WHAT TO WORK ON: Arrange every line of the records below as a numbered list, skipping blank lines and leaving the pictures out.

::::

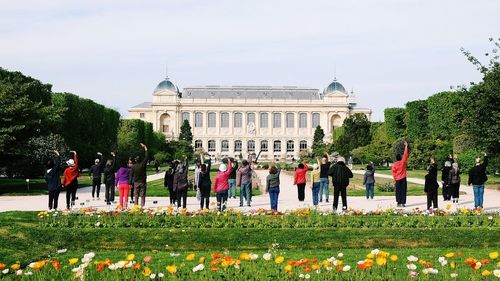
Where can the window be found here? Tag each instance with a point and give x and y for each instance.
(211, 120)
(237, 146)
(251, 146)
(224, 146)
(263, 146)
(211, 146)
(303, 120)
(277, 146)
(198, 144)
(290, 146)
(251, 118)
(224, 120)
(277, 120)
(315, 121)
(198, 119)
(264, 119)
(238, 120)
(303, 145)
(289, 120)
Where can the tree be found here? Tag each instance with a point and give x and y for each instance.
(356, 133)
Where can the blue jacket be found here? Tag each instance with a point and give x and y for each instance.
(52, 176)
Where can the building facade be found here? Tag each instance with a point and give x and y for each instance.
(277, 122)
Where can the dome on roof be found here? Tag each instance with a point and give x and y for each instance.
(166, 85)
(334, 86)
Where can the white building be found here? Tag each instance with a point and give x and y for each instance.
(279, 122)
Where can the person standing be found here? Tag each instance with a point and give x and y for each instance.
(340, 174)
(399, 176)
(221, 184)
(315, 183)
(273, 185)
(445, 178)
(109, 180)
(369, 181)
(477, 177)
(139, 177)
(324, 182)
(454, 179)
(169, 182)
(232, 180)
(95, 172)
(244, 181)
(299, 179)
(204, 183)
(122, 183)
(431, 185)
(181, 183)
(69, 180)
(53, 180)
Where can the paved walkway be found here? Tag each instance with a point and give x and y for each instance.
(287, 199)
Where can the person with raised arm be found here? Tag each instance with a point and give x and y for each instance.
(221, 185)
(69, 180)
(52, 178)
(399, 176)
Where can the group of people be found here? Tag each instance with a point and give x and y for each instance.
(130, 175)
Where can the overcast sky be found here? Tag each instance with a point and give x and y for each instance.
(115, 52)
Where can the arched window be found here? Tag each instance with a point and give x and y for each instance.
(237, 146)
(303, 120)
(277, 146)
(238, 120)
(225, 146)
(289, 120)
(264, 146)
(211, 146)
(303, 145)
(290, 146)
(251, 146)
(211, 119)
(198, 119)
(224, 120)
(198, 144)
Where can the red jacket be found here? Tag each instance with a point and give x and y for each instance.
(399, 167)
(220, 181)
(300, 175)
(71, 173)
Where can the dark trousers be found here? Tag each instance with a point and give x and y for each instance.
(221, 200)
(71, 193)
(342, 191)
(432, 199)
(205, 198)
(53, 198)
(181, 195)
(110, 192)
(301, 190)
(401, 188)
(96, 183)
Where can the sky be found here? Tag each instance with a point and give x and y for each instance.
(115, 52)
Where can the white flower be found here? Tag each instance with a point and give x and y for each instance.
(412, 258)
(199, 267)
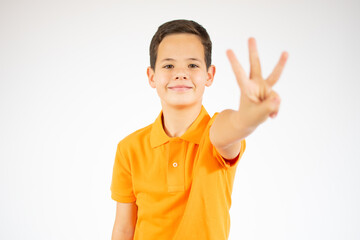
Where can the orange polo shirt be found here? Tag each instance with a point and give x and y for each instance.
(182, 185)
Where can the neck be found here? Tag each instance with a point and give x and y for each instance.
(176, 120)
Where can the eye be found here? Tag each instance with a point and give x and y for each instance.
(193, 65)
(169, 66)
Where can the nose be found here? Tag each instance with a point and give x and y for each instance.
(181, 74)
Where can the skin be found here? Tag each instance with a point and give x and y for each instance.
(180, 62)
(257, 102)
(181, 106)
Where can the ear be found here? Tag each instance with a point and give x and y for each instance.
(211, 74)
(150, 72)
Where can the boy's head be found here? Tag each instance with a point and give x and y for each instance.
(180, 26)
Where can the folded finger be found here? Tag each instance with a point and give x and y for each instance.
(275, 75)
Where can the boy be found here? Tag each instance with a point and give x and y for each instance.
(173, 179)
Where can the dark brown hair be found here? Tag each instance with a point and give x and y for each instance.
(180, 26)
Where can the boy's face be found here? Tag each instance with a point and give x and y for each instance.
(180, 74)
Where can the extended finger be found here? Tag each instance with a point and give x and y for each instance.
(237, 68)
(255, 67)
(275, 75)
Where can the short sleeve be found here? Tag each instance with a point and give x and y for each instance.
(233, 162)
(121, 184)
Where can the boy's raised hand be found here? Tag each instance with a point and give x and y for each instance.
(258, 100)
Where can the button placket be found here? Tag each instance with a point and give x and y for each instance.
(176, 174)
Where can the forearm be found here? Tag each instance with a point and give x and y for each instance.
(122, 235)
(228, 129)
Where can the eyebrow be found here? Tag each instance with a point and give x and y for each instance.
(171, 59)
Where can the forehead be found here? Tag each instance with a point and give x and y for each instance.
(181, 45)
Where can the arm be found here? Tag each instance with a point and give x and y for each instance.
(258, 101)
(125, 221)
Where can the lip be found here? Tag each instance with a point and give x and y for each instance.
(180, 88)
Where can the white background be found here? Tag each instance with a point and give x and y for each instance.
(73, 84)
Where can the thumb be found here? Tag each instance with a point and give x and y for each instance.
(270, 106)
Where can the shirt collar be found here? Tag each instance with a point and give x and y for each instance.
(193, 133)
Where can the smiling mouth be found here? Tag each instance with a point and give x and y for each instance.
(180, 88)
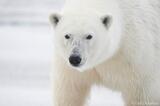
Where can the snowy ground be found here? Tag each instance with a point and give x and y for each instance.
(26, 53)
(25, 61)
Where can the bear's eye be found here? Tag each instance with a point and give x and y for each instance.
(89, 37)
(67, 36)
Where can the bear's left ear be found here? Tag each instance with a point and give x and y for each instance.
(55, 18)
(106, 21)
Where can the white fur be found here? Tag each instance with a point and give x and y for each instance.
(124, 57)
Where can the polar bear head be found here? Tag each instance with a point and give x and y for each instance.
(86, 40)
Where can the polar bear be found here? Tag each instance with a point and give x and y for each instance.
(114, 43)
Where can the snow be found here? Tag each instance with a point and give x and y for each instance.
(25, 64)
(26, 50)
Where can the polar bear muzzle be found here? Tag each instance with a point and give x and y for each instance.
(75, 60)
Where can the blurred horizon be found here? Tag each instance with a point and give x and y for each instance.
(29, 12)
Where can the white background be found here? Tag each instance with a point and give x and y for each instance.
(26, 49)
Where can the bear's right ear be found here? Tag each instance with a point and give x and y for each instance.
(55, 18)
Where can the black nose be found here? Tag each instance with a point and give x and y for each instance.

::::

ANSWER TO THE EXERCISE:
1. Where can the window be found here? Tag each instance with a point and give x and y for each instance.
2. (211, 120)
3. (237, 146)
4. (251, 146)
5. (224, 146)
6. (263, 146)
7. (211, 146)
8. (303, 120)
9. (277, 146)
10. (198, 144)
11. (290, 146)
12. (251, 118)
13. (224, 120)
14. (277, 120)
15. (315, 121)
16. (198, 119)
17. (264, 119)
18. (238, 120)
19. (303, 145)
20. (289, 120)
21. Where can the tree be found here? Tag each instance with a point and give x and y for each instance.
22. (356, 133)
23. Where can the blue jacket be found here? Tag each instance with a point and give x and y for each instance.
24. (52, 176)
25. Where can the building facade be found here? Tag each instance with a point and give x and y for each instance.
26. (277, 122)
27. Where can the dome on roof be found here? Tag each instance with a point and give x and y for each instance.
28. (166, 85)
29. (334, 86)
30. Where can the white building be found here? Tag each instance with a point and give x and y for each instance.
31. (279, 122)
32. Where can the person standing be found here? Tag each instance with a point and give x and y for each instance.
33. (340, 174)
34. (399, 176)
35. (221, 184)
36. (315, 183)
37. (273, 185)
38. (445, 178)
39. (109, 180)
40. (369, 181)
41. (477, 177)
42. (139, 177)
43. (324, 182)
44. (454, 179)
45. (169, 182)
46. (232, 180)
47. (95, 172)
48. (244, 181)
49. (299, 179)
50. (204, 183)
51. (122, 183)
52. (431, 185)
53. (181, 183)
54. (69, 180)
55. (53, 180)
56. Where can the paved walkway be found here? Tag each instance with a point and give x and y for each instance.
57. (287, 199)
58. Where can the person with raised arm be found here? Tag each instance with a point and give x and y for each instance.
59. (221, 185)
60. (69, 180)
61. (52, 178)
62. (399, 176)
63. Where can the group of people be found here? Tag each instance with a point and give x and y for each instance.
64. (130, 175)
65. Where can the overcast sky be found here? Tag each instance with a point and give x and y for each instance.
66. (115, 52)
67. Where can the arched window be found here? Tag each instance with a point and give x and y for each instance.
68. (237, 146)
69. (303, 120)
70. (277, 146)
71. (238, 120)
72. (225, 146)
73. (289, 120)
74. (264, 146)
75. (211, 146)
76. (303, 145)
77. (290, 146)
78. (251, 146)
79. (211, 119)
80. (198, 119)
81. (224, 120)
82. (198, 144)
83. Where can the red jacket be found here? Tag each instance with a point and give x and y for each instance.
84. (399, 167)
85. (220, 181)
86. (300, 175)
87. (71, 173)
88. Where can the dark trousers be found here? Tag each instance with a point and give x and y for each instance.
89. (221, 200)
90. (71, 193)
91. (342, 191)
92. (432, 199)
93. (205, 198)
94. (53, 198)
95. (181, 195)
96. (110, 192)
97. (301, 190)
98. (401, 188)
99. (96, 183)
100. Where can the sky be found here? Tag each instance with a point and give x and y for each instance.
101. (115, 52)
102. Where can the white flower be found here? Tag each instance with a point and give x and y for each instance.
103. (412, 258)
104. (199, 267)
105. Where can the orange polo shirt be found here? Tag each instance with a point and give x and y for each instance.
106. (182, 185)
107. Where can the neck be found here? Tag each instance with a point and give x and y for each instance.
108. (176, 120)
109. Where can the eye be found here? Tag each instance with a point and give x and y for each instance.
110. (193, 65)
111. (169, 66)
112. Where can the nose be found here? Tag each instance with a point and give x and y for each instance.
113. (181, 74)
114. Where can the skin be found here? Tag each instance with a point and give x and y for each instance.
115. (180, 62)
116. (257, 102)
117. (181, 106)
118. Where can the ear be found here? Tag each instance with a point and give x and y for each instance.
119. (211, 74)
120. (150, 72)
121. Where can the boy's head be found here? Tag each instance with a point and give x and y for each instance.
122. (180, 26)
123. Where can the folded finger be found here? Tag each instance with a point and give x and y for each instance.
124. (275, 75)
125. Where can the boy be found here? Tag each instance with a point and give x and y for each instance.
126. (173, 179)
127. Where can the dark brown hair be found here? Tag each instance with a point and give x and y for each instance.
128. (180, 26)
129. Where can the boy's face be found here? Tag each instance with a point and give x and y for each instance.
130. (180, 74)
131. Where can the extended finger be found here? Tag each instance with a point and give x and y for each instance.
132. (237, 68)
133. (255, 67)
134. (275, 75)
135. Where can the short sleeve be found here? Tag each instance with a point and give x and y for each instance.
136. (233, 162)
137. (121, 184)
138. Where can the boy's raised hand be found here? Tag each instance with a point and give x and y for each instance.
139. (258, 100)
140. Where can the button placket be found here? Tag each instance with a point and give x and y for each instance.
141. (176, 174)
142. Where can the forearm be found here? Tag each instance with a point and give x and y for each instance.
143. (122, 235)
144. (228, 129)
145. Where can the eyebrow be found here? Tag each instance with a point and give x and y for each instance.
146. (171, 59)
147. Where can the forehead be found here? Tag each instance with a point and give x and y for each instance.
148. (181, 45)
149. Where can the arm be found here? Tag each instance with a point and give x and y for each instance.
150. (258, 101)
151. (125, 221)
152. Where can the lip be found here? Tag each instance with a point and give x and y for each instance.
153. (180, 88)
154. Where can the white background be found here? Tag each instance with a point and give x and y for each instance.
155. (73, 84)
156. Where can the thumb be found here? Tag each instance with a point and give x and y for each instance.
157. (270, 106)
158. Where can the shirt collar be found here? Tag each instance with a point and give x and y for each instance.
159. (193, 133)
160. Where can the smiling mouth be found here? Tag each instance with a point and give x and y for each instance.
161. (180, 88)
162. Where can the snowy ground be found here? Tag each instance with a point and give x and y for each instance.
163. (26, 53)
164. (25, 61)
165. Where can the bear's eye be found here? Tag each instance with a point and give x and y for each instance.
166. (89, 37)
167. (67, 36)
168. Where can the bear's left ear be found here? Tag each instance with a point and give x and y for each instance.
169. (55, 18)
170. (106, 21)
171. Where can the white fur be found here? Tag each instance with a point and give x and y for each instance.
172. (124, 57)
173. Where can the polar bear head be found here? Tag each instance with a point and give x and y for each instance.
174. (86, 40)
175. Where can the polar bear be found here? Tag each instance with a point and give x and y for each instance.
176. (114, 43)
177. Where can the snow be found here? Tag each instance with a point and give x and y for each instance.
178. (25, 64)
179. (26, 50)
180. Where can the polar bear muzzle be found here? Tag each instance with a point and give x and y for each instance.
181. (75, 60)
182. Where can the blurred horizon be found here? Tag each instance with a point and give x and y for each instance.
183. (29, 12)
184. Where can the white background be found here? Tag each instance with a point and give x and y for each instance.
185. (26, 49)
186. Where can the bear's right ear be found here? Tag each instance with a point and give x and y for each instance.
187. (55, 18)
188. Where can the black nose be found here? Tag each instance with a point and give x and y for each instance.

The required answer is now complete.